THE INPUT
# # # # #

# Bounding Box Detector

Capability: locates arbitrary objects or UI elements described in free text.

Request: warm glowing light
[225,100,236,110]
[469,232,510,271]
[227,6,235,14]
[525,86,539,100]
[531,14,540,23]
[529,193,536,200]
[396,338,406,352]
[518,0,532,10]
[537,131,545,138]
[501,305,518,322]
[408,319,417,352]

# # # # #

INSTRUCTIONS TO FOLLOW
Could you restate every entry above word for word?

RESPONSE TO THE TASK
# Bounding Box Detector

Capability: locates arbitrary objects or UI elements described in free text.

Request: warm glowing light
[225,100,236,110]
[469,232,510,271]
[227,6,235,14]
[525,86,539,100]
[531,14,540,23]
[529,193,536,200]
[396,338,406,352]
[518,0,532,10]
[537,131,545,138]
[501,305,518,322]
[408,319,417,352]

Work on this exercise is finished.